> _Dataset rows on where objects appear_
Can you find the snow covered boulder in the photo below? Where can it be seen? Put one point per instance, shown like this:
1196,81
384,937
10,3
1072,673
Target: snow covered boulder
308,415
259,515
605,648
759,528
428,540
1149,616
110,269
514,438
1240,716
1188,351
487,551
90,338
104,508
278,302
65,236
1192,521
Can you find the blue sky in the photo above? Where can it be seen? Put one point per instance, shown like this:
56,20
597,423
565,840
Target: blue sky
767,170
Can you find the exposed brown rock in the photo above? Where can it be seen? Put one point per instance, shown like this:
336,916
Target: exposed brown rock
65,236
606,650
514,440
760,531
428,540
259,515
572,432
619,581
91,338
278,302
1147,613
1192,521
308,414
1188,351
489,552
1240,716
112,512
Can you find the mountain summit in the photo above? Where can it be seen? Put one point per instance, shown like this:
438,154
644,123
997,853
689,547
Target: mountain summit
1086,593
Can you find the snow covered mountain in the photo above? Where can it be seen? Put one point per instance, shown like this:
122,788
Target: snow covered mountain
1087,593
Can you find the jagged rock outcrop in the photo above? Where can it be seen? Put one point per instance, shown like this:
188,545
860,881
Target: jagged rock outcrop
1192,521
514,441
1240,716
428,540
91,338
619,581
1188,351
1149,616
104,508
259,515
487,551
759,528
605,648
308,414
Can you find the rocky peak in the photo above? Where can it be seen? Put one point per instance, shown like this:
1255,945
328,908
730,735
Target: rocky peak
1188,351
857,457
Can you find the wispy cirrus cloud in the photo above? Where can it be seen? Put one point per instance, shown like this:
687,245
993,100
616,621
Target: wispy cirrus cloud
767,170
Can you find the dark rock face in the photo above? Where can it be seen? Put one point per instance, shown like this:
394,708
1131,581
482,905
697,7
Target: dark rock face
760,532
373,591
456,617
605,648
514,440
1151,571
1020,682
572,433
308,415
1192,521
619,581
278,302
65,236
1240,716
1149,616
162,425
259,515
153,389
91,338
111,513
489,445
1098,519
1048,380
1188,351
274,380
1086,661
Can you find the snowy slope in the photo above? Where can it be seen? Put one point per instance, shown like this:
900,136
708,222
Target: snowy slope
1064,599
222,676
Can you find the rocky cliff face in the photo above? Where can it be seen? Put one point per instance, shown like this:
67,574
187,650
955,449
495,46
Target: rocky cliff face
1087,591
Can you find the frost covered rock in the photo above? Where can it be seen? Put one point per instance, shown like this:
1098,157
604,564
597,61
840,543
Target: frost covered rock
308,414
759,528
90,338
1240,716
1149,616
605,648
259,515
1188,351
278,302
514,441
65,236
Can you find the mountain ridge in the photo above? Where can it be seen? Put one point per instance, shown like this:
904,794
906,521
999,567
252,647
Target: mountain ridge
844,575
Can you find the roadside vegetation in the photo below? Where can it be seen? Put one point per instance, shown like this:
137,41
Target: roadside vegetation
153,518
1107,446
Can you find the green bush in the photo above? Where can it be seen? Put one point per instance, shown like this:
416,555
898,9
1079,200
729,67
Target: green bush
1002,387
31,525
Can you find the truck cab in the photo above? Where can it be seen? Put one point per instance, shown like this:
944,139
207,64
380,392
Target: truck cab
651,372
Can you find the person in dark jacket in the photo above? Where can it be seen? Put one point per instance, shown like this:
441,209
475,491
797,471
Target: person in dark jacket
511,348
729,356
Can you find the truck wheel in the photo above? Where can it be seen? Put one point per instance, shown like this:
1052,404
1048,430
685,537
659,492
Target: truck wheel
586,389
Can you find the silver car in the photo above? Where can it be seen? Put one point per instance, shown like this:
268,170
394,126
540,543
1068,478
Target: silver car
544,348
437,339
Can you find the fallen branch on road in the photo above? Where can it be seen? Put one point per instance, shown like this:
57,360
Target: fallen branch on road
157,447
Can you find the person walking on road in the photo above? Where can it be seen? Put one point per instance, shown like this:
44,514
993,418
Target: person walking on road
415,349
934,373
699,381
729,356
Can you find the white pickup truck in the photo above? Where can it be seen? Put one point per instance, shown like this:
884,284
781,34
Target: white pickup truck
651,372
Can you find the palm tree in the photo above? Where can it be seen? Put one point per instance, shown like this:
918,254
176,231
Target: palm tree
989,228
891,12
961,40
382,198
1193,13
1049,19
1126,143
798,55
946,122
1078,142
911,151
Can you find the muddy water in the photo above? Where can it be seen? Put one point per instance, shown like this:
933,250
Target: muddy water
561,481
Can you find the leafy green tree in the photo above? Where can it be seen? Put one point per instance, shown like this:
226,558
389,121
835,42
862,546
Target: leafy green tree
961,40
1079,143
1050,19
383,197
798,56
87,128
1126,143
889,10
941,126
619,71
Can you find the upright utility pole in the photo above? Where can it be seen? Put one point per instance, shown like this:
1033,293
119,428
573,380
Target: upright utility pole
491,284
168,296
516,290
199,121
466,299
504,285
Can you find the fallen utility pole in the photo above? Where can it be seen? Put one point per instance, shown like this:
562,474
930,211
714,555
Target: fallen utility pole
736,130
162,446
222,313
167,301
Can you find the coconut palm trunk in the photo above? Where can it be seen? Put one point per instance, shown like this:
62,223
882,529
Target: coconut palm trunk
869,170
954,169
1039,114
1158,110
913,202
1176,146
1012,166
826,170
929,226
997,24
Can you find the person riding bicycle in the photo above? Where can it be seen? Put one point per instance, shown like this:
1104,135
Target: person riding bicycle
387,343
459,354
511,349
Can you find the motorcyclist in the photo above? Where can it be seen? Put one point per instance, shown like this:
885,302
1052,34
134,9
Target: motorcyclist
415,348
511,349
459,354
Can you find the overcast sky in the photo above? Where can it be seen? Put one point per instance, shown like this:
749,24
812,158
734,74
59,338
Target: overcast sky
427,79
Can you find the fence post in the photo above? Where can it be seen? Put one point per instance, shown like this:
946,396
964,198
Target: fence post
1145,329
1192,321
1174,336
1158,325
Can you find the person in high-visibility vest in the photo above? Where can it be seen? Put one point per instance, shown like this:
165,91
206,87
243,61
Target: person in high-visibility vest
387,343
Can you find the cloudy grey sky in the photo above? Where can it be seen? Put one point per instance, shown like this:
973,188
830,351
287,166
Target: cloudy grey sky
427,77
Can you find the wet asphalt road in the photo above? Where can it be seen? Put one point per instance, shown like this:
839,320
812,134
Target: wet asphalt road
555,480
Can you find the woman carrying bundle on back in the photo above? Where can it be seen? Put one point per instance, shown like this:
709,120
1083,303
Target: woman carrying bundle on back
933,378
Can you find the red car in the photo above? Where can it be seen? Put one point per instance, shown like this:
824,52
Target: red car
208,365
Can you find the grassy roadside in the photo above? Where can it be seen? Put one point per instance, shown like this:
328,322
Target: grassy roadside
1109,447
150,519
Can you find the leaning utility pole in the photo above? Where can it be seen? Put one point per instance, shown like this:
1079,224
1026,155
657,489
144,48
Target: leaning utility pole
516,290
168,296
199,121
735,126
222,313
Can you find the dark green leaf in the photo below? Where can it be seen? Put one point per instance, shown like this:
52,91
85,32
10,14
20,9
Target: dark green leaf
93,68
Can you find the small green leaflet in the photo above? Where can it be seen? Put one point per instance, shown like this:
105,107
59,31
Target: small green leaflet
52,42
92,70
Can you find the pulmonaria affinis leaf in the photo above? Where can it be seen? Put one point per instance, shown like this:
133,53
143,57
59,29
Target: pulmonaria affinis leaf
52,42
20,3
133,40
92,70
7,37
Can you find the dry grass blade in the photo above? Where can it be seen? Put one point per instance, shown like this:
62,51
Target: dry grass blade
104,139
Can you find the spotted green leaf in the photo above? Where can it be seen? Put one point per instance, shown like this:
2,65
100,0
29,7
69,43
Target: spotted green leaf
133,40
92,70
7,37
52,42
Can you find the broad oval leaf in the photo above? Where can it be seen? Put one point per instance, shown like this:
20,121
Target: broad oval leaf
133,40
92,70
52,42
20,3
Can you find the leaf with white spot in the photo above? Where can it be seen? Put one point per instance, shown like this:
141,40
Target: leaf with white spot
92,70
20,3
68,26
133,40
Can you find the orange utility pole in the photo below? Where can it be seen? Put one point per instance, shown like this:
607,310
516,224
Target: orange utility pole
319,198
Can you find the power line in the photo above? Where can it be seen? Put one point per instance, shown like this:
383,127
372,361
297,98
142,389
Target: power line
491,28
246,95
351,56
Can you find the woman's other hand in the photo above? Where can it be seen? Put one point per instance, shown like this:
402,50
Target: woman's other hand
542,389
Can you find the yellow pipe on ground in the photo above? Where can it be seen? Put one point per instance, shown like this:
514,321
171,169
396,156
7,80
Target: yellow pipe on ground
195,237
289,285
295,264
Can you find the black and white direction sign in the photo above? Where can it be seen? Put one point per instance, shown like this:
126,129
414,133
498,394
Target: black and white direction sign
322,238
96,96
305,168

> _Exercise goal_
Set down nothing but the lines from the one with "Can you find the dry" through the end of the records, keeping each line exactly as written and including both ends.

> _Final answer_
Can you find the dry grass blade in the photo above? Where can it be seen? Put one point per instance, shown like this:
62,51
Target: dry grass blade
104,139
Can you find the spotted green leaf in the photo above? Where can it be seen? Put one point per instance, shown like this:
2,65
100,0
29,7
69,43
Target: spotted green leaf
133,40
92,70
7,37
52,42
Can you find the broad oval leaf in the photo above? Where can it be seen? Put one point per instance, shown like this:
20,121
Target: broad oval leaf
133,40
92,70
52,42
20,3
Can you find the leaf with white spot in the photo above? Where can it be seen? Put one point per instance, shown like this:
141,40
Target: leaf with white spot
92,70
20,3
68,26
133,40
Can you find the orange utility pole in the photo below? Where can it be seen? Put one point per instance, shown like this:
607,310
516,224
Target: orange utility pole
319,198
Can you find the power line in the photo above? Where can it be seen? Put one point per instance, shown like this:
383,127
372,361
297,98
142,389
Target: power line
491,28
246,95
351,56
Can you find the woman's other hand in the photo above? Where can it be seen? Put one point per instance, shown like this:
402,50
Target: woman's other hand
542,389
Can you find the yellow pipe on ground in the photo above? Where can it be seen? Put one point per instance, shown like this:
514,321
171,169
396,156
7,80
Target: yellow pipe on ground
195,237
289,285
295,264
Can you find the black and white direction sign in the photo above? Where can it be seen? Put one point per instance, shown like this:
126,129
414,133
498,394
Target: black and white direction sign
322,238
96,96
305,168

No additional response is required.